***** ФРАГМЕНТ ДОКУМЕНТА

Термин, как часто бывает в истории литературы, возник достаточно случайно и был произнесен в осуждение, смешанное с насмешкой16. Как полагают, впервые в отношении поэзии (без осуждения и насмешки) его употребил Джордано Бруно в книге “О героическом энтузиазме” (1585), посвященной, кстати сказать, замечательному поэту английского Возрождения сэру Филипу Сидни.

В дальнейшем первоначально значимыми высказываниями о “метафизической поэзии” в Англии принято считать отрывок из письма поэта У. Драммонда (1610-е годы), мнение Дж. Драйдена о Донне17 (1693) и, наконец, первую развернутую реконструкцию этого стиля в “Жизни Каули”, написанной С. Джонсоном (ок. 1780). Джонсон, как всегда у него, не только показал явление, но и критически оценил, сказав о ложном остроумии (wit), насильственно сближающем разнородные понятия (“...the most heterogeneous ideas are yoked by violence together”).

Формой поэтической речи, способной осуществить подобный смысловой сдвиг, становится метафора, ищущая сходства не в том, что являет естественное подобие, но в необычном, странном. Рожденная в ходе трансформации петраркистской традиции, обостренная Джамбатиста Марино, такая метафора стала называться итальянским словом кончетти (англ. conceit) и распространилась в поэзии европейского барокко.

Так что и по термину, и по стилистическому родству “метафизическая поэзия” — общеевропейское явление. Как таковое она нередко рассматривается сейчас18, а истоки ее не только практики, но и теории восходят к первой половине XVII столетия — к итальянским и испанским трактатам. Среди них особенно известный (хотя далеко не первый) принадлежит Бальтасару Грасиану “Остроумие, или Искусство изощренного ума” (1642; расширенное издание — 1648). Там было дано — уже как итог тому, что существует в поэзии, — следующее определение: “...мастерство остромыслия состоит в изящном сочетании, в гармоническом сопоставлении двух или трех далеких понятий, связанных единым актом разума”19.

Грасиан на столетие с лишним опередил С. Джонсона и на два — М. В. Ломоносова, говорившего в своем “Кратком руководстве к красноречию” о силе остроумия, необходимого для сопряжения “далековатых” идей, хотя и предупреждавшего здесь же против безмерного следования “нынешним италианским авторам, которые, силясь писать всегда витиевато и не пропустить ни единой строки без острой мысли, нередко завираются”20. Для одних остроумное сближение “далековатого” было программой, в исполнении которой они надеялись словом удержать мир от распада; для других — приемом, допустимым, но требующим разумной осторожности; для третьих — формулой критического неприятия того, что они считали стилистической причудой.

Джонсон принадлежал к последним и своим отзывом на полтора века продлил уже наступившее забвение метафизической традиции. Впрочем, в этом многократно констатируемом “забвении” есть элемент литературного мифа: метафизиков читали, издавали и до ХХ столетия, которое решительно изменило их статус. То, что прежде лишь для редких ценителей (подобных С. Т. Колриджу) было чем-то бульшим, чем стилистическим курьезом, приобрело значение культурного рубежа.

**********
***** ЗАПИСАННЫЕ ДАННЫЕ

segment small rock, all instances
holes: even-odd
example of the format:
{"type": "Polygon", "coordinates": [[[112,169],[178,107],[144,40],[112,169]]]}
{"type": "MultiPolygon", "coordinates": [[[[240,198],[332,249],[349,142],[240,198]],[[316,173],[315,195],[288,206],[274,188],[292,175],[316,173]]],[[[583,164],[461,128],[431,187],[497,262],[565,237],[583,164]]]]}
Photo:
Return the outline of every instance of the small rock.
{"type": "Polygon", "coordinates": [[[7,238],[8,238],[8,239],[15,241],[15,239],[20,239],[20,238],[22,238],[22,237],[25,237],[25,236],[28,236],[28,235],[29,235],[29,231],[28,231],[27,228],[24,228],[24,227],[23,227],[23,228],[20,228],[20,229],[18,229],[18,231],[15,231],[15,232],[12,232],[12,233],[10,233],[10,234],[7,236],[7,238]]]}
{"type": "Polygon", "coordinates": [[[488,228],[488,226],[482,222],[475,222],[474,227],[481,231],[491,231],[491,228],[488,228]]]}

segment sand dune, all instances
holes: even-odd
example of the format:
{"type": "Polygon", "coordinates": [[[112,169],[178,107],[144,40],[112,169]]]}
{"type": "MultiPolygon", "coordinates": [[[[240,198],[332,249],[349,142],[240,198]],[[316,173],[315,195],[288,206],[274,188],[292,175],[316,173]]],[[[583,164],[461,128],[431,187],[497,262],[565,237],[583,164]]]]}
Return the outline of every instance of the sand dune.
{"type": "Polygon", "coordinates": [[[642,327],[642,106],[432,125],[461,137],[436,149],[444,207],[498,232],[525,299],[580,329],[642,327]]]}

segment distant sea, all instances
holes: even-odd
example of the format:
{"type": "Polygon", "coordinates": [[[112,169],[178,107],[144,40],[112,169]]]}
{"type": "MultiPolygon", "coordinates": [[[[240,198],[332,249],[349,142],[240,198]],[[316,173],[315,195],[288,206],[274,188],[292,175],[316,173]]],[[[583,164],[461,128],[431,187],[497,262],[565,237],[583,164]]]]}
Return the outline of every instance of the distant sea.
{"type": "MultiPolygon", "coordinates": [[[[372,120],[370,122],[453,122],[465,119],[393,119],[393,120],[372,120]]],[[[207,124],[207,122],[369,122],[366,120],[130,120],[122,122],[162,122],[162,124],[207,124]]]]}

**********

◆ ПИСЬМЕННОЕ ЗАДАНИЕ 1
Кому, согласно фрагменту документа, посвящена книга Джордано Бруно «О героическом энтузиазме»?
◆ ПИСЬМЕННОЕ ЗАДАНИЕ 2
Воспроизведите часть фрагмента документа от слов «Грасиан на столетие» до слов «считали стилистической причудой.».

◆ ПИСЬМЕННЫЙ ОТВЕТ 1
Поэту английского Возрождения сэру Филипу Сидни.

◆ ПИСЬМЕННЫЙ ОТВЕТ 2
Грасиан на столетие с лишним опередил С. Джонсона и на два — М. В. Ломоносова, говорившего в своем “Кратком руководстве к красноречию” о силе остроумия, необходимого для сопряжения “далековатых” идей, хотя и предупреждавшего здесь же против безмерного следования “нынешним италианским авторам, которые, силясь писать всегда витиевато и не пропустить ни единой строки без острой мысли, нередко завираются”20. Для одних остроумное сближение “далековатого” было программой, в исполнении которой они надеялись словом удержать мир от распада; для других — приемом, допустимым, но требующим разумной осторожности; для третьих — формулой критического неприятия того, что они считали стилистической причудой.